**READING PASSAGE**
%%

American mechanical engineer and professor (born 1978)

Evelyn Ning-Yi Wang is an American mechanical engineer and academic who is the Ford Professor of Mechanical Engineering at the Massachusetts Institute of Technology (MIT), where she is the Vice President for Energy and Climate. She is also the director of the Device Research Laboratory at MIT. Topics in her research include heat transfer, ultrahydrophobicity, solar energy and nanostructures.

==Early life and education==
Wang was born to a Taiwanese American family in New York in 1978. Her father, Kang L. Wang, is an engineering professor who emigrated from Taiwan to the US to attend graduate school at the Massachusetts Institute of Technology (MIT). Her mother, Edith Wang, was also a graduate student at MIT. After her father became a professor at the University of California, Los Angeles, Wang grew up in Santa Monica, California, where she attended public school and traveled internationally as part of a youth orchestra.

After high school, Wang graduated from the Massachusetts Institute of Technology with a B.S. in mechanical engineering in 2000. Her two older brothers also attended MIT. She then earned her M.S. in mechanical engineering in 2001 and her Ph.D. in mechanical engineering in 2006 from Stanford University. Her dissertation, "Characterization of Microfabricated Two-Phase Heat Sinks for IC Cooling Applications," was jointly supervised by professors Thomas W. Kenny and Kenneth E. Goodson.

==Career and research==
After receiving her doctorate, Wang did postdoctoral research at Bell Labs before returning to MIT as a faculty member in 2007.

Wang is particularly known for her research on solar-powered devices to extract drinkable water from the atmosphere. Scientific American and the World Economic Forum named her technology that produces water from air in an arid climate as one of the "Top 10 Emerging Technologies of 2017". Her water extraction device, which she designed in collaboration with Omar M. Yaghi, has been compared to the moisture vaporators on the desert planet Tatooine in Star Wars. However, rather than using refrigeration to condense water vapor, it uses a metal–organic framework to trap water vapor in the night and then uses the heat from solar energy to release the water from the framework during the day. Her research group has also developed a solar powered desalination system in producing clean water.

%%

**RECORD EXTRACTS**
%%

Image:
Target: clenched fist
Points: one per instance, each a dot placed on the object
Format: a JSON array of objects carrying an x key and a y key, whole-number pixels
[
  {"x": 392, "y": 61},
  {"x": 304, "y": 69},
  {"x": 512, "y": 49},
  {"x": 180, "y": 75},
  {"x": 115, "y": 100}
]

%%
%%

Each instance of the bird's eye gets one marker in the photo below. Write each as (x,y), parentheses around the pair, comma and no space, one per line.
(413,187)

%%

According to the biography, in what year did Wang return to MIT as a faculty member? The records are unrelated to the biography and stand as separate material.

**ANSWER SPACE**
2007